Exercise: Give the listing below again in full, exactly as written.

•••

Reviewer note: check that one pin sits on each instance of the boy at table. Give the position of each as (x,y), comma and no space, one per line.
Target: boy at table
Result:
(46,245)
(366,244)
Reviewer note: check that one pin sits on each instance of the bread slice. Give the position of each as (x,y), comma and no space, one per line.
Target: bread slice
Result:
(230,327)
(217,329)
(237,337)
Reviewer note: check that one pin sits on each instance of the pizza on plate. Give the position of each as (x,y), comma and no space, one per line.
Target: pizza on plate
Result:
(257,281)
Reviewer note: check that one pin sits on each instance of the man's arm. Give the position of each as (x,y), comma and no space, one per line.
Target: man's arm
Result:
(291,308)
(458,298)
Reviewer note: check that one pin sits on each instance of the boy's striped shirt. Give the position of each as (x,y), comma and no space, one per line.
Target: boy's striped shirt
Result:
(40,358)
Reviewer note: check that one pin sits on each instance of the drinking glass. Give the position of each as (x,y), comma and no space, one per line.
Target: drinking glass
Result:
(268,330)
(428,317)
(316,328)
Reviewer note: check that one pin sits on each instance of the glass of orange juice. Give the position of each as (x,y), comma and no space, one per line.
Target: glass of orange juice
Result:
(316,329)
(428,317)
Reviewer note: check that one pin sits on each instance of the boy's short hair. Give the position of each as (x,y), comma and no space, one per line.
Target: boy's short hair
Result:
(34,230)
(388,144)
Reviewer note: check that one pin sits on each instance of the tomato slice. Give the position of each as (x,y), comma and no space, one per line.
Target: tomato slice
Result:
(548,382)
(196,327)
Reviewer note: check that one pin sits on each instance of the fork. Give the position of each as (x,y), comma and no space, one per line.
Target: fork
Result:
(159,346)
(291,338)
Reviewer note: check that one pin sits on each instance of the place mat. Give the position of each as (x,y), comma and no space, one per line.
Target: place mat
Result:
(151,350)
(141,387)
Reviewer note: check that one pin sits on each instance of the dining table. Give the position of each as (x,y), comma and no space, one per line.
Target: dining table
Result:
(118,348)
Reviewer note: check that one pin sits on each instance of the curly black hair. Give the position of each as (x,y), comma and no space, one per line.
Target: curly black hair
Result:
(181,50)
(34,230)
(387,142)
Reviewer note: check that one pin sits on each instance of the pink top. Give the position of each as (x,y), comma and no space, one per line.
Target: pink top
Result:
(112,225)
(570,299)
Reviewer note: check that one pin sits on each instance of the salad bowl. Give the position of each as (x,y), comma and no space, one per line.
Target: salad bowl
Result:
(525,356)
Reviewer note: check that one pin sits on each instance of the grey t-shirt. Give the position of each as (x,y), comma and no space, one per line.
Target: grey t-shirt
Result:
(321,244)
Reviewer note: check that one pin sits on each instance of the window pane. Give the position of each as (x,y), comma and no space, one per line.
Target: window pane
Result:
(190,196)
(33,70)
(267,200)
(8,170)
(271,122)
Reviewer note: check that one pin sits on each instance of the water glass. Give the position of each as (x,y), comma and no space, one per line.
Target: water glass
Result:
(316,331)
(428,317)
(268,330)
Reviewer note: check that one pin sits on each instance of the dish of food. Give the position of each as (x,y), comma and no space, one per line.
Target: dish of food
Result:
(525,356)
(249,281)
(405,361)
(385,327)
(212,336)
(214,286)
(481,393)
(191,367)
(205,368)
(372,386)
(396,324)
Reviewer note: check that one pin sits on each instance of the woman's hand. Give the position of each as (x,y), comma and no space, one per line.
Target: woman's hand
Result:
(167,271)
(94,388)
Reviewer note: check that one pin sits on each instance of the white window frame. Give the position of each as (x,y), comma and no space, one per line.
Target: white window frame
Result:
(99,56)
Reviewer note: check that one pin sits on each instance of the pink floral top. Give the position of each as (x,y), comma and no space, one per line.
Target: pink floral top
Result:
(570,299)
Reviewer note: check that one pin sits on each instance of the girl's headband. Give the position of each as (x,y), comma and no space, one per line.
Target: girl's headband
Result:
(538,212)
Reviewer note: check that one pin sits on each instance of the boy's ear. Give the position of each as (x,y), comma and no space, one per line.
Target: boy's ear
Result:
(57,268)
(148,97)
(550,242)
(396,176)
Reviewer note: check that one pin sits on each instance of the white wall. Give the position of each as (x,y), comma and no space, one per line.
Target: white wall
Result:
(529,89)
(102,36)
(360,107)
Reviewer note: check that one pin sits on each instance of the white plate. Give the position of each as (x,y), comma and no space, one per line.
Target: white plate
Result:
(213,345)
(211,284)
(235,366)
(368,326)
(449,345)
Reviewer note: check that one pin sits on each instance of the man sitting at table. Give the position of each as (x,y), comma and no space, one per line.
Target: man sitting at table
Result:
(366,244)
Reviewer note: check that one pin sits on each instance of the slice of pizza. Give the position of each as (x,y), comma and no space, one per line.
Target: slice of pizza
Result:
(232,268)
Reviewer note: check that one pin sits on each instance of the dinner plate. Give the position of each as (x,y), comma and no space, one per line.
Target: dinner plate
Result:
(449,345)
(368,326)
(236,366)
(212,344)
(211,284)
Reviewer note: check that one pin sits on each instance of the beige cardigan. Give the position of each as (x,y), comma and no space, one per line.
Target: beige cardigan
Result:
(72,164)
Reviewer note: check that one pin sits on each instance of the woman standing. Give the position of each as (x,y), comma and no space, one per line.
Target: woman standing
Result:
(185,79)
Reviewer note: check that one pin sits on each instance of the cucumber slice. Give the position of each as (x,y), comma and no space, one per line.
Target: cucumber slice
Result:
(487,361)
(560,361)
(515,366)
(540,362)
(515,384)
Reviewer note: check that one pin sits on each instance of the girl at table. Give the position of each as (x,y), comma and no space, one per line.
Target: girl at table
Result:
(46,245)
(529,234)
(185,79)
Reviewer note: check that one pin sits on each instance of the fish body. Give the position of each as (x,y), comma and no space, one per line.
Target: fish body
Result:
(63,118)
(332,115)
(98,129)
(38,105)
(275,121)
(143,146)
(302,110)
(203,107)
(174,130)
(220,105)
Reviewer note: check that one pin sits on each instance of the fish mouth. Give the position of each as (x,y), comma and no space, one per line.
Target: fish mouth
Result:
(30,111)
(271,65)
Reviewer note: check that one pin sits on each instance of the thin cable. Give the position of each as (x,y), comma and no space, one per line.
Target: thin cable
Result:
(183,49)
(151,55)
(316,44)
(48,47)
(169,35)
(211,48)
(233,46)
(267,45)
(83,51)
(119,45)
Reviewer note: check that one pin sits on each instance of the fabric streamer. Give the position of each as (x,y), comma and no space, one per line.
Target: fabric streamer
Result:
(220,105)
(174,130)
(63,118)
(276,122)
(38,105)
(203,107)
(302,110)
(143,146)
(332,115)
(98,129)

•••

Answer section:
Reviewer note: check that one pin sits on each instance of the boy at table. Give the position of each as (x,y), comma and no space, one per line.
Target: boy at table
Result:
(46,245)
(366,244)
Reviewer note: check that one pin sits on each instance of the bread slice. Give the position of each as (x,y), comma and no space, one per line.
Target: bread slice
Result:
(230,327)
(217,329)
(237,337)
Reviewer note: check that one pin sits on each instance of the pizza on plate. Give the position of each as (x,y), comma and no space, one per line.
Target: pizza on plate
Result:
(257,281)
Reviewer note: check that one pin sits on each instance of the man's arm. Give the position of each as (x,y), comma and no space, one per line.
Target: man's arm
Result:
(291,308)
(458,298)
Reviewer note: check that one pin sits on each instance of the boy's striped shirt. Give the position of each as (x,y), comma and no space, one per line.
Target: boy's striped shirt
Result:
(40,358)
Reviewer note: check that one pin sits on each instance of the drinking glass. Give the position of each as (x,y), comma and no space, one per line.
Target: drinking glass
Result:
(268,330)
(428,317)
(316,328)
Reviewer note: check that one pin sits on each instance of the glass of orange juice. Give the position of each as (x,y), comma and no space, one per line.
Target: glass of orange juice
Result:
(316,329)
(428,317)
Reviewer note: check that one pin sits on each instance of the boy's short hair. Give the position of each as (x,y), comma and no space, one per line.
Target: boy's short hair
Result:
(34,230)
(388,144)
Reviewer note: check that one pin sits on each instance of the tomato slice. Give the position of each as (x,y), comma and no space, one per line.
Target: tomato slice
Result:
(548,382)
(196,327)
Reviewer note: check that one pin sits on each instance of the fork. Give the position of each as (x,y), comma and no space, one per line.
Target: fork
Result:
(159,346)
(291,338)
Reviewer note: check that one pin sits on each instance of the place mat. Give the position of each as (x,y), comma and no space, one per line.
Target: place mat
Result:
(151,350)
(141,387)
Reviewer note: check that one pin sits on each instance of the dining table. Give the position of each as (x,y), comma and no space, one per line.
Target: dining table
Result:
(118,348)
Reviewer note: check that one pin sits on each instance of the curly black hair. Give the position of each as (x,y), comma and no space, one per line.
Target: curly black hair
Result:
(181,50)
(34,230)
(387,142)
Reviewer note: check that one pin sits on each instance of the pink top. Give the position of each as (x,y), comma and no space, one per line.
Target: pink top
Result:
(112,225)
(570,299)
Reviewer note: check that one pin sits on each instance of the salad bowl. Give the position of each as (x,y), comma and no space, one per line.
Target: salad bowl
Result:
(525,356)
Reviewer note: check that one pin sits on each instance of the grey t-shirt. Give the position of each as (x,y), comma and no space, one per line.
Target: grey t-shirt
Result:
(321,244)
Reviewer note: check that one pin sits on each instance of the window pane. Give the position of each as (x,y), comma and no space, one per line.
Target: window pane
Result:
(190,196)
(33,70)
(267,200)
(8,170)
(271,122)
Reviewer note: check that one pin sits on each instance of the water glass. Give the position of each as (x,y), comma and no space, one per line.
Target: water glass
Result:
(316,331)
(428,317)
(268,330)
Reviewer note: check that one pin sits on each instance of the dish of food. Give the position of each as (x,y), comma and no space, one per line.
Target: dish of food
Result:
(525,356)
(249,281)
(405,361)
(385,327)
(212,336)
(214,286)
(481,393)
(191,367)
(205,368)
(372,386)
(396,324)
Reviewer note: check that one pin sits on each instance of the woman's hand. Give the position of each as (x,y), comma and no space, one per line.
Target: woman's hand
Result:
(167,271)
(94,388)
Reviewer note: check that one pin sits on each instance of the white window frame. Give the position of each as (x,y), comma and no space, one per line.
Target: white window frame
Result:
(99,56)
Reviewer note: check that one pin sits on each instance of the pink floral top. Give the position of each as (x,y), comma and no space, one per line.
Target: pink floral top
Result:
(570,299)
Reviewer note: check that one pin sits on each instance of the girl's headband. Give the position of each as (x,y), comma and no space, one per line.
Target: girl's headband
Result:
(538,212)
Reviewer note: check that one pin sits on each instance of the boy's ear. Give the position of each as (x,y), comma and no space, one per line.
Target: boy's ear
Result:
(57,268)
(148,97)
(550,242)
(396,176)
Reviewer note: check that one pin sits on each instance of the white wall. Give the position of each as (x,y), comma and no space, one per line.
Target: white wall
Result:
(529,89)
(102,36)
(360,107)
Reviewer note: check that one pin sits on each instance of the white plate. Give the position of each as (x,y), comma and no space, one per line.
Target: white plate
Result:
(213,345)
(211,284)
(235,366)
(368,326)
(449,345)
Reviewer note: check that one pin sits on each instance of the man sitting at table. Give the position of each as (x,y), comma and no space, one per line.
Target: man sitting at table
Result:
(366,244)
Reviewer note: check that one pin sits on each instance of the slice of pizza. Give the position of each as (x,y), comma and no space, one per line.
Target: slice of pizza
Result:
(232,268)
Reviewer note: check that one pin sits on each instance of the dinner plate. Give the position of each as (x,y), comma and no space, one per line.
Target: dinner plate
Result:
(449,345)
(368,326)
(236,366)
(212,344)
(211,284)
Reviewer note: check that one pin sits on each instance of the beige cardigan. Give the position of each as (x,y), comma and no space, one per line.
Target: beige cardigan
Result:
(72,164)
Reviewer note: check that one pin sits on each instance of the woman standing. Give the position of each as (x,y), comma and no space, one per line.
Target: woman standing
Result:
(185,79)
Reviewer note: check that one pin sits on each instance of the cucumber slice. Give the position of each as (x,y), comma and no space, one per line.
Target: cucumber slice
Result:
(487,361)
(560,361)
(515,366)
(540,362)
(515,384)
Reviewer note: check that one pin sits on each instance of the girl at table. Give the position of each as (x,y), comma and no space, one per line.
Target: girl at table
Result:
(46,245)
(529,234)
(185,79)
Reviewer note: check that one pin sits on each instance of the fish body. Give the position of each as (x,y), comma and no space, one per line.
Target: fish body
Result:
(63,118)
(332,115)
(98,129)
(38,105)
(275,121)
(143,146)
(302,110)
(203,107)
(174,130)
(220,105)
Reviewer note: check that one pin sits on each instance of the fish mouth. Give the position of each as (x,y), comma and no space, one per line.
Target: fish mouth
Result:
(30,111)
(271,65)
Reviewer note: check that one pin sits on each instance of the thin cable. Give the position of each as (x,y), comma and no space, one per line.
Target: thin cable
Result:
(183,49)
(151,55)
(316,44)
(48,47)
(169,35)
(211,48)
(233,46)
(267,45)
(83,51)
(119,45)
Reviewer note: check that one pin sits on each instance of the fabric streamer. Give the position of each as (x,y), comma and no space, one per line.
Target: fabric streamer
Result:
(220,105)
(174,130)
(63,118)
(276,122)
(38,105)
(203,107)
(302,110)
(143,146)
(332,115)
(98,129)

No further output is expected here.